Set problem: Render the rows as a numbered list with blank lines left out, starting with the line that contains "as in (471,108)." and going on through the end of the rows.

────────────────────────────────────────

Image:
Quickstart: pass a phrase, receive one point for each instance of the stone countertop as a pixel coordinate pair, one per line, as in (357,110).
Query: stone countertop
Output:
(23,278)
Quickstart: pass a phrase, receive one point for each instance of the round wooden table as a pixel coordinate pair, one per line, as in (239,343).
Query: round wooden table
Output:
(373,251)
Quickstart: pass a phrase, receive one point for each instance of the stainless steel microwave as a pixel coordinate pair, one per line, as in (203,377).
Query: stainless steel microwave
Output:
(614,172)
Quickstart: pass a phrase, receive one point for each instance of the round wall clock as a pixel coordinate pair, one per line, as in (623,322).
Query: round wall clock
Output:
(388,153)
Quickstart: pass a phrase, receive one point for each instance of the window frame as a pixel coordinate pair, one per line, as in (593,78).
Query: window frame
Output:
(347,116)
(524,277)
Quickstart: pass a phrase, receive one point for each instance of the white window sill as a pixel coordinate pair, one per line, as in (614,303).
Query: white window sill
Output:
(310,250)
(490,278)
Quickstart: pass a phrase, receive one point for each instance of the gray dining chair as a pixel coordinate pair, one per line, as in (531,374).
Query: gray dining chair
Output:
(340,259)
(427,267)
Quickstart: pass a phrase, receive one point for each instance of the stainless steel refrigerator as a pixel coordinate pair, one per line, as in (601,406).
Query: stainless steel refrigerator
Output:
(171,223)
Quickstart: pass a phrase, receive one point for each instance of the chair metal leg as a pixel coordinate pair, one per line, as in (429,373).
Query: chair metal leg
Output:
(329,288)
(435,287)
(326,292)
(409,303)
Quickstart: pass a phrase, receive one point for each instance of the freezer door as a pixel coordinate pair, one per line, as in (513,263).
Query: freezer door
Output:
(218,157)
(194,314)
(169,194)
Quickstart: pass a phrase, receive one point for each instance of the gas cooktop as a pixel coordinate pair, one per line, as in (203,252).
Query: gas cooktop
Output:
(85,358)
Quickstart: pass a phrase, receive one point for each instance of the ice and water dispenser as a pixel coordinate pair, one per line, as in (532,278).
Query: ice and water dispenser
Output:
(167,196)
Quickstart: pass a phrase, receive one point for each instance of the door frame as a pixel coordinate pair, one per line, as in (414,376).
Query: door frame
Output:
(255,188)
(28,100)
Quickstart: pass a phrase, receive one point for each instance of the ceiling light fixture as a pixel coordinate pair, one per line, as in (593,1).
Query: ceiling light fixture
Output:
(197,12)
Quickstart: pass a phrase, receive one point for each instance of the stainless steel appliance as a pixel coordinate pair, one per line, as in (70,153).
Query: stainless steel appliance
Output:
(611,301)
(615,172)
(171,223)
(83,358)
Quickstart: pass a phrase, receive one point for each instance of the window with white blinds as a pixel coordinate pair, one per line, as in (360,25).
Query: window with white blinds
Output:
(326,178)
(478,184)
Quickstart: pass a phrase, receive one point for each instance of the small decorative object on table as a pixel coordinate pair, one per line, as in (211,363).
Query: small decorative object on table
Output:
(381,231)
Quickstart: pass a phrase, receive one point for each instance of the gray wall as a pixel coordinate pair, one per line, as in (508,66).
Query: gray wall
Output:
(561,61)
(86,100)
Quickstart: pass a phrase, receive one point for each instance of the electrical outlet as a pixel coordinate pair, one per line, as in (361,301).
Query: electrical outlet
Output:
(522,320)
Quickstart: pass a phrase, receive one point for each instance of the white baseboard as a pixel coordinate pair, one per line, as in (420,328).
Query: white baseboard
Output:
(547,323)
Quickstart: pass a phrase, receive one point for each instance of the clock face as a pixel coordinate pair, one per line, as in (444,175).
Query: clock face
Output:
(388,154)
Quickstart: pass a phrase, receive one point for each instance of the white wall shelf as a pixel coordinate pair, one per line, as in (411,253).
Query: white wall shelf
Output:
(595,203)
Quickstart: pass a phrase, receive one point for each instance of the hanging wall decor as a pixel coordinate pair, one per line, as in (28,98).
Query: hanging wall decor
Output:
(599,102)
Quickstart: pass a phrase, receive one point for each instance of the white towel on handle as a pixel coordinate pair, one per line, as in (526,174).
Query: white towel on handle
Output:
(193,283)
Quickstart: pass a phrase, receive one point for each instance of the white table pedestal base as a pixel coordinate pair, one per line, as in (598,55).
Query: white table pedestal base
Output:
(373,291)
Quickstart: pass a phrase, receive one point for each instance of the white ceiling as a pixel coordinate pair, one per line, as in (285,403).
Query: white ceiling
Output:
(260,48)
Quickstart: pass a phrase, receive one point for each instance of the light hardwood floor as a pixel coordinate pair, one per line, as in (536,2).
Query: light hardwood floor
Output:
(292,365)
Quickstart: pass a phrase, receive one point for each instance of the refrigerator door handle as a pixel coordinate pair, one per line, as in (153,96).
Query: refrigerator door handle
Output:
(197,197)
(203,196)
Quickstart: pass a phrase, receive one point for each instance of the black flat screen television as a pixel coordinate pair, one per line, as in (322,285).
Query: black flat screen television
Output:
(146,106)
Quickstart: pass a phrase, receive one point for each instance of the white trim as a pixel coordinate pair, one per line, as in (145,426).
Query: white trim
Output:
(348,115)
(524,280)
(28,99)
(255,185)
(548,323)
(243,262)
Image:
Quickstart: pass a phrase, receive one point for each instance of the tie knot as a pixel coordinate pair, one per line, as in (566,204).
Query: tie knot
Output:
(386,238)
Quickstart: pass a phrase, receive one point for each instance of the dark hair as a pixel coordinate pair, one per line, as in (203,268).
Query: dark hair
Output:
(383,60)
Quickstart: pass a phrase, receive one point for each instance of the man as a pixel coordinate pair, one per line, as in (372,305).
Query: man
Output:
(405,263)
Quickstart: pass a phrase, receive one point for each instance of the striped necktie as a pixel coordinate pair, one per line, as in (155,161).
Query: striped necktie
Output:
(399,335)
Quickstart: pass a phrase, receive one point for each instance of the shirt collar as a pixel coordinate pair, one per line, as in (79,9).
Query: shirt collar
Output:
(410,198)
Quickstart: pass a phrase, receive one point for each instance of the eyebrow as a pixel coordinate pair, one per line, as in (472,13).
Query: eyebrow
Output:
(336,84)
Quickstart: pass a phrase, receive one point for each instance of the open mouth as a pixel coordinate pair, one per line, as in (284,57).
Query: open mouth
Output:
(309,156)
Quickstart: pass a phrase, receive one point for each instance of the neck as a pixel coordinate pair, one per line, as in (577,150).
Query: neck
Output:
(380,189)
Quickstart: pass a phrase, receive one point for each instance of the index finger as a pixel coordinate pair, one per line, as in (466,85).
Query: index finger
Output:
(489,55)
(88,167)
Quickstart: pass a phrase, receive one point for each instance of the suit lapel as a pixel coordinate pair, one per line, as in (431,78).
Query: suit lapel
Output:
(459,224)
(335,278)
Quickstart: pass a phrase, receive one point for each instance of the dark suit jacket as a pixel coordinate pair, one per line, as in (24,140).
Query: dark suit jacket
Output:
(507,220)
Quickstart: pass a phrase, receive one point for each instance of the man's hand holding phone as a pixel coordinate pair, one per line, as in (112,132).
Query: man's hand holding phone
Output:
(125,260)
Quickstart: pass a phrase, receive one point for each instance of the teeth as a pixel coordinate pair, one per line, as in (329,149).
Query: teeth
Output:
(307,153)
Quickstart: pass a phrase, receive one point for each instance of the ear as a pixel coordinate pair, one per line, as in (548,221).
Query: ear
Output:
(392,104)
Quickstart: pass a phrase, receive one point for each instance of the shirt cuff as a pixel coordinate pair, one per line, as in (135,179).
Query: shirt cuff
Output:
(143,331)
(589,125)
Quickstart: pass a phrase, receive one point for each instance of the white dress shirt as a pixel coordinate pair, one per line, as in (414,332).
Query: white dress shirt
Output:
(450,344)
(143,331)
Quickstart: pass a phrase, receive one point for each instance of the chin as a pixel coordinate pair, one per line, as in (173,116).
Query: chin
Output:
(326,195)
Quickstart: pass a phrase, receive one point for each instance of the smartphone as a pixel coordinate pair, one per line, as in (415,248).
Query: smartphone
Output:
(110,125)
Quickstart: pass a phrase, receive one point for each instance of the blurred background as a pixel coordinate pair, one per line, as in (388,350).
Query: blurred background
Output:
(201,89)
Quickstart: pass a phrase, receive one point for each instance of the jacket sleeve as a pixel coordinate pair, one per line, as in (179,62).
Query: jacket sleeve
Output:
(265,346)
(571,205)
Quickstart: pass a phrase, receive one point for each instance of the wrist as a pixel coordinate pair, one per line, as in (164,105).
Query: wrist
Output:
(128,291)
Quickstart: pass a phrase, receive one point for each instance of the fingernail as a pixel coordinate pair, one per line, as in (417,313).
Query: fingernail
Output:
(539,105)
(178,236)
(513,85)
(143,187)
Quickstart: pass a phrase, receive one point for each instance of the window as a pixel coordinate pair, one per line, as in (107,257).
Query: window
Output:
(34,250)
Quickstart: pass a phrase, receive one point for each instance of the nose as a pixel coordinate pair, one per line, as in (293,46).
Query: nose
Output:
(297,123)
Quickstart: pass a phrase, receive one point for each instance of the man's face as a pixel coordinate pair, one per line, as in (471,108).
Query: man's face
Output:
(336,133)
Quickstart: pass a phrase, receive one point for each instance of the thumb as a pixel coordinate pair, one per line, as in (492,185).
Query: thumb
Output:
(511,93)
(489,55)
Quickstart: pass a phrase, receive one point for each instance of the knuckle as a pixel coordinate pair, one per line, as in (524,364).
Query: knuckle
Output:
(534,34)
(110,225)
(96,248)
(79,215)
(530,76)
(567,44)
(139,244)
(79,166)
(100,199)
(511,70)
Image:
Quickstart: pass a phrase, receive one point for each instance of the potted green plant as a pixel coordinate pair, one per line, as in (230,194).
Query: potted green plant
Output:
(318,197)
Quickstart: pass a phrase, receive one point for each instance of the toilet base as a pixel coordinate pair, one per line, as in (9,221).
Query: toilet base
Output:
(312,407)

────────────────────────────────────────

Result for this exercise:
1. Quickstart: pass a phrase, receive one point for each instance of the man's face as a pixel coordinate pair, one per line, as in (471,108).
2. Query: man's face
3. Output:
4. (336,133)
5. Quickstart: pass a phrase, receive one point for each instance of the thumb as a pixel coordinate pair, one per line, as in (492,185).
6. Query: thumb
7. Output:
8. (511,93)
9. (489,55)
10. Quickstart: pass a phrase, receive one point for each instance of the knuckle as a pixel coordinate pair, one per line, as in (524,364).
11. Query: knuckle
12. Output:
13. (534,34)
14. (110,225)
15. (96,248)
16. (79,215)
17. (530,76)
18. (567,44)
19. (139,244)
20. (79,166)
21. (100,199)
22. (511,70)
23. Image:
24. Quickstart: pass a phrase, receive one point for each instance of the potted green plant as a pixel coordinate pair, one per line, as in (230,194).
25. Query: potted green plant
26. Output:
27. (318,197)
28. Quickstart: pass a phrase, receive one point for each instance of the toilet base as a pixel coordinate pair, one per line, as in (9,221).
29. Query: toilet base
30. Output:
31. (312,407)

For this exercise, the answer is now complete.